*TRECHO FORNECIDO*.
###

Por André Lima
O dia 29 de janeiro é o Dia da Visibilidade Trans. A comemoração acontece nessa data por ela marcar a primeira vez em que travestis e transexuais adentraram o Congresso Nacional em busca de discutir seus direitos, no ano de 2004.
Ainda assim, vale lembrar daquele que foi o primeiro a enfrentar o status quo e o seletivo sistema de saúde da época, o psicólogo e escritor João W. Nery, o primeiro homem transexual a realizar a cirurgia de redesignação sexual no país. Isso em 1977. Os procedimentos pelos quais Nery passou não tinham aval médico tradicional e nem encontrava literatura médica à época. Quando se tornou João, o psicólogo renomado que dava aulas e palestras perdeu o título e teve que dirigir táxis, pintar paredes e ganhar a vida como podia. Abraçou suas convicções e foi brigar por sua identidade genuína, aquela que enxergava em seu íntimo. “Viagem Solitária”(Editora Leya, 2011) é uma injeção de esperança para todos aqueles que se descobrem na mesma jornada de João.
Hoje, quinze anos depois do marco Trans no Congresso Nacional e quarenta e três anos depois de recebermos o ativista João Nery, a situação ainda passa longe da ideal. Segundo dados do IBGE, enquanto a média da população fica na casa de 75,5 anos, as transexuais só contam com 35 anos. São as agressões na rua, a ejeção do mercado de trabalho, a rejeição das famílias, por exemplo, que abreviam essas jornadas. E provam as Patrícias Araújo, Camilas de Castro, Julianas Araújo e Matheusas que há intolerância e muita estrada para que a sociedade aprenda a exalar amor.

###

*DADOS FORNECIDOS*.
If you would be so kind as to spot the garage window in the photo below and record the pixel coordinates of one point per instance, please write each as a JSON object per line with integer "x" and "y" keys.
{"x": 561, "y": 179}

###

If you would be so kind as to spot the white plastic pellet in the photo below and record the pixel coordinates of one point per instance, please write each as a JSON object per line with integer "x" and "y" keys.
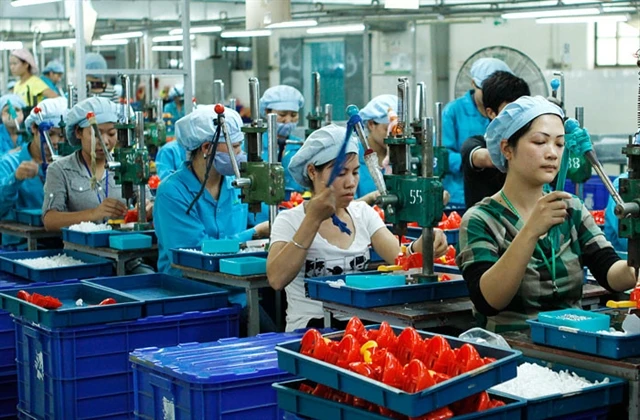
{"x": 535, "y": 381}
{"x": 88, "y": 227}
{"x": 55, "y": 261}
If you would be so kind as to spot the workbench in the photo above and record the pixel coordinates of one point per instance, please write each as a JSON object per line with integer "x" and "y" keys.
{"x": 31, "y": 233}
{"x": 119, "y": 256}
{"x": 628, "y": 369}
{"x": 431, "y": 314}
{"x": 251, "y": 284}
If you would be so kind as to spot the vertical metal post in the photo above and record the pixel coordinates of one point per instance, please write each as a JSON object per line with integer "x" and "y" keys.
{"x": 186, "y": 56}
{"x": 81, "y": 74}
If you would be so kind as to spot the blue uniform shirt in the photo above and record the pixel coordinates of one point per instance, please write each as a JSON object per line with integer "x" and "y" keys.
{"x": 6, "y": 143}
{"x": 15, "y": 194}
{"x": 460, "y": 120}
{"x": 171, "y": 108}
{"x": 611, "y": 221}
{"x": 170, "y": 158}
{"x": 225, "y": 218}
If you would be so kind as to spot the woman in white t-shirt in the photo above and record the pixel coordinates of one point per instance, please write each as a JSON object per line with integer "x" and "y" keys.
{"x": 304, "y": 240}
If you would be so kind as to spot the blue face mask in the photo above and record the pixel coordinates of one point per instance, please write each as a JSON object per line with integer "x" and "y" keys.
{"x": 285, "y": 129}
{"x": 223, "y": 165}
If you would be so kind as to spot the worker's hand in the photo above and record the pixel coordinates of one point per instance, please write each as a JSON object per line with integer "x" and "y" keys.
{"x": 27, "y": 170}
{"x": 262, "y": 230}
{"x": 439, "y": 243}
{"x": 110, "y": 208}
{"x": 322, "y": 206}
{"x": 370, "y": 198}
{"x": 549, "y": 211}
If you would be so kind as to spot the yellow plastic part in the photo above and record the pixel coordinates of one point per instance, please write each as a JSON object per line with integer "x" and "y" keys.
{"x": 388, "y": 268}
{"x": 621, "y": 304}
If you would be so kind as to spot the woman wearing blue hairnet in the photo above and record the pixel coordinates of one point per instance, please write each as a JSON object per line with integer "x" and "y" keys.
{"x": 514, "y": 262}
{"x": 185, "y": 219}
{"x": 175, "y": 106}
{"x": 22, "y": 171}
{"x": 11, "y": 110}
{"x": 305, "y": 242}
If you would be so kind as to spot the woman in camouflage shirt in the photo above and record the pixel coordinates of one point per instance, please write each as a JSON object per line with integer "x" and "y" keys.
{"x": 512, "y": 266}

###

*TAREFA*.
Responda sim ou não: cada afirmação a seguir está de acordo com o trecho fornecido? Justifique cada resposta com as palavras do trecho que a decidem, citadas literalmente.
1. A data de 29 de janeiro lembra a primeira vez em que travestis e transexuais entraram no Congresso Nacional, em 2004.
2. Os procedimentos feitos por João W. Nery tinham aval médico tradicional.
3. Segundo o IBGE, as transexuais têm a mesma média de vida que o resto da população.

*SOLUÇÃO*.
1. Sim: "por ela marcar a primeira vez em que travestis e transexuais adentraram o Congresso Nacional em busca de discutir seus direitos, no ano de 2004"
2. Não: "Os procedimentos pelos quais Nery passou não tinham aval médico tradicional"
3. Não: "enquanto a média da população fica na casa de 75,5 anos, as transexuais só contam com 35 anos"